**Document text**
◆ ◆ ◆ ◆
Syria suicide bombings
Islamic terrorist network Al-Qaida is blamed for two car bombings that killed 55 people in Damascus. Reuters

UN Secretary-General Ban Ki-moon said he believes the global terrorist network Al-Qaida is behind two car bombings that killed 55 people in Damascus.

On May 10 two car bombings killed at least 55 people and injured about 370 others in Damascus.

Now Ban said he believes AL-Qaida's involvement in the region "has created very serious problems."

"A few days ago there was a huge, serious, massive terrorist attack. I believe that there must be al-Qaida behind it. This has created again very serious problems," Ban said on Thursday.

Since the beginning of the Syrian uprising, the regime of president Bashar al-Assad has blamed terrorist groups for much of the violence.

Syrian authorities sent the UN a list of 26 foreign nationals they have apprehended since fighting started more than a year ago and insists 20 of them are working for al-Qaida, crossing into Syria from Turkey.

Ban also pointed out UN monitors team have been attacked twice as fighting still rages.

"The deployment of monitors has some dampening effect, the number of violence has reduced but not enough, not all the violence have stopped," Ban said while addressing youth group at UN headquarters in New York.

"We are trying out best efforts to protect the civilian population," he added.

Dmitry Medvedev, who was president of Russia for four years before Vladimir Putin's inauguration on May 7, has once again voiced Russia's opposition to Western intervention.
◆ ◆ ◆ ◆
**Given material**
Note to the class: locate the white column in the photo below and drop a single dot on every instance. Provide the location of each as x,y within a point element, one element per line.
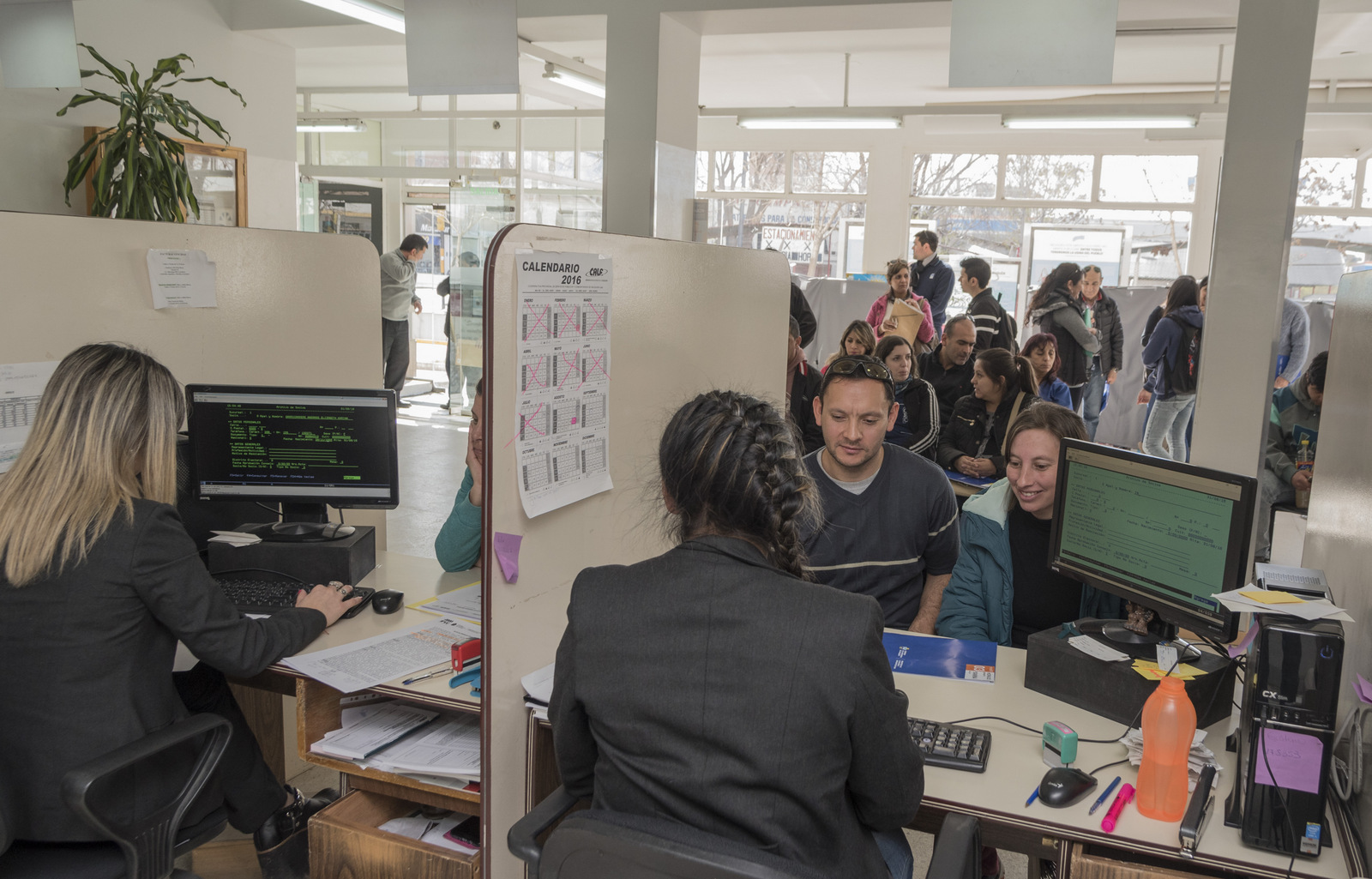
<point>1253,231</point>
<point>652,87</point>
◆ ◆ ◆ ◆
**Goal of the exercise**
From the article on the Damascus car bombings above, type out word for word the passage that begins with the words containing "Now Ban said" and ends with "Syria from Turkey.".

**Completed task**
Now Ban said he believes AL-Qaida's involvement in the region "has created very serious problems."

"A few days ago there was a huge, serious, massive terrorist attack. I believe that there must be al-Qaida behind it. This has created again very serious problems," Ban said on Thursday.

Since the beginning of the Syrian uprising, the regime of president Bashar al-Assad has blamed terrorist groups for much of the violence.

Syrian authorities sent the UN a list of 26 foreign nationals they have apprehended since fighting started more than a year ago and insists 20 of them are working for al-Qaida, crossing into Syria from Turkey.